Work request 1
In the forum thread on feeding woodlice to puffers, which fish did christhefish feed earlier woodlouse cultures to?
Work request 2
Quote the part of the pufferfish and woodlouse thread that begins at the words "One of the concerns" and stops after the words "regards to health.".
Work request 3
In the pufferfish and woodlouse thread, turn the paragraph that begins "well anything you feed your fish" into a short list that keeps its main facts.

Page extract

§ §

# pufferfish and woodlouse?



## christhefish (Nov 8, 2010)

i just had an idea i dont know if anyone does this but i was thinking wood louse would be good for a puffer
they are easy to culture and have hard shells to help keep their teeth short 
maybe for dwarf puffers?


----------



## fan4guppy (Jan 31, 2011)

christhefish said:


> i just had an idea i dont know if anyone does this but i was thinking wood louse would be good for a puffer
> they are easy to culture and have hard shells to help keep their teeth short
> maybe for dwarf puffers?


Woodlouse - Wikipedia, the free encyclopedia

One of the concerns I would have with the idea of this is bacteria pathogens involved in the regards to the species of woodlice.

Such things as Tubiflex worms can carry bacterial pathogens into the aquaria so my concern would be about the possible pathogens of species and how it would affect the tank and the fish in regards to health.


----------



## christhefish (Nov 8, 2010)

well anything you feed your fish can have bad bacteria but with a culture you can keep things healthier
starting a culture would be like if you get a wild fish, they could be full of parasites and diseases but in a little time your left with healthy animals
i know that some people with dart frogs have woodlouse cultures for feeding and i had a few cultures before too but i fed those to my convict cichlids just for a little variety without any problems
so if theres no parasites or harmful bacteria would it be good?


----------



## hgi (Jun 13, 2010)

Ever thought of crickets? They're super easy to keep and breed.


----------



## christhefish (Nov 8, 2010)

im not allowed to have anything that makes noise so adult crickets are not too good especially if they escape


----------



## fan4guppy (Jan 31, 2011)

christhefish said:


> well anything you feed your fish can have bad bacteria but with a culture you can keep things healthier
> starting a culture would be like if you get a wild fish, they could be full of parasites and diseases but in a little time your left with healthy animals
> i know that some people with dart frogs have woodlouse cultures for feeding and i had a few cultures before too but i fed those to my convict cichlids just for a little variety without any problems
> so if theres no parasites or harmful bacteria would it be good?


The point that Tubiflex worms is fed by some aquarists with some good batches while others contain bacteria that are harmful to fish is the point that I am trying to make. There has been many cases of bacteria in live Tubiflex cultures and have been nutrilized in freeze drying those for the safety of aquarium use.

§ §

Information provided

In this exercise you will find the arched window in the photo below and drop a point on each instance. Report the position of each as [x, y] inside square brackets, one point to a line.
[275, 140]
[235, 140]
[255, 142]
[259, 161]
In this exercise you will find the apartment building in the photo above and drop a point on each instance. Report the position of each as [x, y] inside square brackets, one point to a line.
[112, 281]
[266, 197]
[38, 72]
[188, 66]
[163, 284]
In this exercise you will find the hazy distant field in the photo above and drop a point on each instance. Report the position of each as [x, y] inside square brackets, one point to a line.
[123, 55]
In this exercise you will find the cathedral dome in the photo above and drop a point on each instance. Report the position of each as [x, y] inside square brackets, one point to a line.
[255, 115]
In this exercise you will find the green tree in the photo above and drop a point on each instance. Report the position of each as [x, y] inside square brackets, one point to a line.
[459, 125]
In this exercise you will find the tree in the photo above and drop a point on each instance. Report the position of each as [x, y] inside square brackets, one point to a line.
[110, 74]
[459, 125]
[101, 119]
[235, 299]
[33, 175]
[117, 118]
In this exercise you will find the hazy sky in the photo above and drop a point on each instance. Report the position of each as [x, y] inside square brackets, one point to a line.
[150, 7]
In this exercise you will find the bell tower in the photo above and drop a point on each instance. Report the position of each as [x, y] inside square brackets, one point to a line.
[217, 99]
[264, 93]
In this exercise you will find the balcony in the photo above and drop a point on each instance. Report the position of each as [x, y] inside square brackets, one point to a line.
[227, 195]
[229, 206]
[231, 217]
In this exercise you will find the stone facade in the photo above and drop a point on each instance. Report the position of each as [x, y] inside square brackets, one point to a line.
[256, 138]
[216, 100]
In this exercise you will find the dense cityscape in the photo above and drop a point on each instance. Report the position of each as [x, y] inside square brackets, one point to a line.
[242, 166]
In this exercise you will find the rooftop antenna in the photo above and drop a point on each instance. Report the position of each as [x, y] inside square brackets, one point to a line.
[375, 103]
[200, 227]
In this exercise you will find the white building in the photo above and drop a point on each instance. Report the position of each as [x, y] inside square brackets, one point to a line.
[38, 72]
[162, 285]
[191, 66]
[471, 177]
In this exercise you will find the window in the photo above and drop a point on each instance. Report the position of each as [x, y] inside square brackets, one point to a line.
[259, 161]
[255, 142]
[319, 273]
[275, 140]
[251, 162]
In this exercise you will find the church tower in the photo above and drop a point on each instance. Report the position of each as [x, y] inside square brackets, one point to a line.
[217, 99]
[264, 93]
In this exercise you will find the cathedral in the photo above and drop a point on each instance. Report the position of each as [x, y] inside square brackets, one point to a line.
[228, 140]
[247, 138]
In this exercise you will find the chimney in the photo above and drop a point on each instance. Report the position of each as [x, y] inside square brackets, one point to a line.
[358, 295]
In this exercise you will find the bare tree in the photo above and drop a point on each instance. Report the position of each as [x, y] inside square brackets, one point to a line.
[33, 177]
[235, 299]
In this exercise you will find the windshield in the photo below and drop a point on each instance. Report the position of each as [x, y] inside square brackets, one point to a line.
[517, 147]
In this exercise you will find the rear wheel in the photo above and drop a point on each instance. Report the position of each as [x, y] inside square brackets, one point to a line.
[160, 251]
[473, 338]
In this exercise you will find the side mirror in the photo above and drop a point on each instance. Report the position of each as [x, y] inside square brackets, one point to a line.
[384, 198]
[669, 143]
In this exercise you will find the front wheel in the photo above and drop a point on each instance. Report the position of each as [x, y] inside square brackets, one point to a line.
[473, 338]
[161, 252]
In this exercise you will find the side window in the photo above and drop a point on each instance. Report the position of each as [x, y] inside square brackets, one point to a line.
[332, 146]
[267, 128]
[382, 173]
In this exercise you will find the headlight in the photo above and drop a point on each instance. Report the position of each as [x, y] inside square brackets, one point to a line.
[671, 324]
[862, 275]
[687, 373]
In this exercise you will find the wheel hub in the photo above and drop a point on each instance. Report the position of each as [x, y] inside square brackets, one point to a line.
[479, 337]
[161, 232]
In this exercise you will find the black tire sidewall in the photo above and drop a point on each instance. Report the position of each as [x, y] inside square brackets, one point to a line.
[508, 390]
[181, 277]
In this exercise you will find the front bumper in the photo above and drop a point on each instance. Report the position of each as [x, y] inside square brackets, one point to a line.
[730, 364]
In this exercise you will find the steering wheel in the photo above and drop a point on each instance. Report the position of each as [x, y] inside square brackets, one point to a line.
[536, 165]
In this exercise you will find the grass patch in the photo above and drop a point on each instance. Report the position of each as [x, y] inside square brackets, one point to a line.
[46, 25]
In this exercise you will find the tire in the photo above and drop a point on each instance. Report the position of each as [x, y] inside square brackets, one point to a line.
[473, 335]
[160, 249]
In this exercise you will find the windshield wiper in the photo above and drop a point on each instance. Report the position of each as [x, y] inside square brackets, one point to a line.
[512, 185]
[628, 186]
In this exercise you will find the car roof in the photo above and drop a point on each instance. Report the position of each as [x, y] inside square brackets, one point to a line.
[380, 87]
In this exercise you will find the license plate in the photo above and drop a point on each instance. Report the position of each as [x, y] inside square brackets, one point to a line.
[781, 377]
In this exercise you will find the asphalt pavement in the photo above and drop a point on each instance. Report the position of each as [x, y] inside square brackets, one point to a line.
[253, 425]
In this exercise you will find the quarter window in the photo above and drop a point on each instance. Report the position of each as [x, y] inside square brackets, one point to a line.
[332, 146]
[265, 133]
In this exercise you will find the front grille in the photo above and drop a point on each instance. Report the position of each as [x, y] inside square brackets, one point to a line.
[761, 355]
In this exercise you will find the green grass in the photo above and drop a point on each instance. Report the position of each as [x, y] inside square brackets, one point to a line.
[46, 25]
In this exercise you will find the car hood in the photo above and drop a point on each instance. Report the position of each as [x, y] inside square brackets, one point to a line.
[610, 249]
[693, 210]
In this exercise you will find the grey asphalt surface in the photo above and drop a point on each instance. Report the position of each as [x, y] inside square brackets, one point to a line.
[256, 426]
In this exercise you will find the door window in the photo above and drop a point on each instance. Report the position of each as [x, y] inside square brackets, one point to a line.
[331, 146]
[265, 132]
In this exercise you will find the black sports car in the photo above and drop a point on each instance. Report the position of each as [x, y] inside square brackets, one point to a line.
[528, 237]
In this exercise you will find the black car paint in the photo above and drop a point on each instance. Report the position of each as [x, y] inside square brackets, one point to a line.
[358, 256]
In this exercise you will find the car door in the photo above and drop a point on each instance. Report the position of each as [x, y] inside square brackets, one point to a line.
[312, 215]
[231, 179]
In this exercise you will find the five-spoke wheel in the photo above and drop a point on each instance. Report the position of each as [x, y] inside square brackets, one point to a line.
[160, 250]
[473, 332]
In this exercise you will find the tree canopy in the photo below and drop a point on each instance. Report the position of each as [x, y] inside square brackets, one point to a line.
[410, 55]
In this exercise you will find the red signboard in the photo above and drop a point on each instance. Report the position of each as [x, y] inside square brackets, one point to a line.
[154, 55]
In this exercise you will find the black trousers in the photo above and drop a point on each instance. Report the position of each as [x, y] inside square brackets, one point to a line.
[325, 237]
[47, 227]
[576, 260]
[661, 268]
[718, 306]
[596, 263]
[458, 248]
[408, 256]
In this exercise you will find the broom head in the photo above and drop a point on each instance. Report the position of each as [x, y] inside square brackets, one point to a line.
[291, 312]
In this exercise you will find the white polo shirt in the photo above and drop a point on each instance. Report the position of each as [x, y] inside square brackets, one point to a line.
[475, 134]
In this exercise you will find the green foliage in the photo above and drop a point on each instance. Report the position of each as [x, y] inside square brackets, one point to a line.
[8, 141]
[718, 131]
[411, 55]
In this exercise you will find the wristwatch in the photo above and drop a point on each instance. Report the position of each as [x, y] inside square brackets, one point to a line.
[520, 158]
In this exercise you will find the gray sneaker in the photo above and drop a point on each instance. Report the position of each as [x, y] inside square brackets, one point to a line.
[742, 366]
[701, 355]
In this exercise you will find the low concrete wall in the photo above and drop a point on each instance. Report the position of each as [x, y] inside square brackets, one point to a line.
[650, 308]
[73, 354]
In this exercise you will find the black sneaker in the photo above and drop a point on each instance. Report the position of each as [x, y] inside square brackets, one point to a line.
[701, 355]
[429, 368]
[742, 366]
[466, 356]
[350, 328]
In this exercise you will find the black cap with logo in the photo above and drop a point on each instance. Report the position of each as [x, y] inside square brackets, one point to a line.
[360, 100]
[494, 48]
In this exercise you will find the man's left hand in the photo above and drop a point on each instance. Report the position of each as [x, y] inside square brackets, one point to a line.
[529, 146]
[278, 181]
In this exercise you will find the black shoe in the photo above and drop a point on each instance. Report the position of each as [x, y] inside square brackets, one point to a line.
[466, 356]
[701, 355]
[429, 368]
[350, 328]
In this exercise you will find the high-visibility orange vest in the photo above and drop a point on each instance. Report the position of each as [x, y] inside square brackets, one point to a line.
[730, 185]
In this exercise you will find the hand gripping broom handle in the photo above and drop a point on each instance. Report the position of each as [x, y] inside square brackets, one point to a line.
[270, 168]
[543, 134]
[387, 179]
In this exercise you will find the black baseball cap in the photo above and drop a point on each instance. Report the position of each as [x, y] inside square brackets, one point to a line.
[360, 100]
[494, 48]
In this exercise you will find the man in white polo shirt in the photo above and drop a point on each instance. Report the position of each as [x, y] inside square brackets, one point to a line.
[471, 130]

§ §

Written response 1
Convict cichlids.

Written response 2
One of the concerns I would have with the idea of this is bacteria pathogens involved in the regards to the species of woodlice.

Such things as Tubiflex worms can carry bacterial pathogens into the aquaria so my concern would be about the possible pathogens of species and how it would affect the tank and the fish in regards to health.

Written response 3
- Anything fed to fish can carry bad bacteria, but a culture lets you keep things healthier.
- Starting a culture is like getting a wild fish: it may be full of parasites and diseases at first, but after a little time the animals are healthy.
- Some people with dart frogs keep woodlouse cultures for feeding.
- The poster has had cultures before and fed them to convict cichlids for variety without any problems.
- The poster asks whether woodlice would be good if they carry no parasites or harmful bacteria.